— Begin PROVIDED TEXT —

In this film, ghosts are depicted as transparent versions of how they looked before they died, often with either a blue glow or a grayness to them. They can pass through objects and living people, who can reach right through them, although, if they're really uptight, like Stuart, they can get stuck in things and vice versa. They secrete ectoplasm around their faces, which, according to Frank, can leave residue behind, which is why he makes Cyrus and Stuart ride in his car's trunk so they don't get it on his upholstery, and appear to have
sunken in eyes. According to Frank, these ghosts can only become "pure spirits" when they go to the other side; while they remain on Earth, they're a, "Rotting clot of bio-plasmic particles dripping ectoplasm everywhere," and it seems like the longer they stay on Earth, the more their form decays the way it would in reality, as evidenced by Judge. Ghosts seem to have a choice to either stay in their graves until they get the chance to go to the other side, which doesn't happen very often, or wander the land, although only special people like

Frank, whose perception was altered following the traumatic experience he went through with his wife, can see or hear them. They can also be summoned from the afterlife and brought to Earth by methods such as a Ouija board, which is how Patricia was able to conjure up Johnny Bartlett, and it appears that ghosts that are "killed" by another ghost end up going to the other side immediately. Like I said earlier, there are some things that are

not clear, such as how some ghosts can interact with, be seen by, or even attack people while others can't, as well as why only certain people become ghosts to begin with, as Debra Bannister seems to have gone straight to heaven after her death. Also, during the climax in the sanatorium, Frank has visions of what happened during Johnny Bartlett's massacre, though why he's having them are never explained.

— End PROVIDED TEXT —
— Begin COLLECTED MATERIAL —

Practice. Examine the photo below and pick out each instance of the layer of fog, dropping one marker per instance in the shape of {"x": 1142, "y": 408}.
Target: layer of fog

— End COLLECTED MATERIAL —

TO BE DONE:
Please quote the passage about the film's ghosts from "Frank, whose perception" to "are never explained.".

FULL SOLUTION:
Frank, whose perception was altered following the traumatic experience he went through with his wife, can see or hear them. They can also be summoned from the afterlife and brought to Earth by methods such as a Ouija board, which is how Patricia was able to conjure up Johnny Bartlett, and it appears that ghosts that are "killed" by another ghost end up going to the other side immediately. Like I said earlier, there are some things that are

not clear, such as how some ghosts can interact with, be seen by, or even attack people while others can't, as well as why only certain people become ghosts to begin with, as Debra Bannister seems to have gone straight to heaven after her death. Also, during the climax in the sanatorium, Frank has visions of what happened during Johnny Bartlett's massacre, though why he's having them are never explained.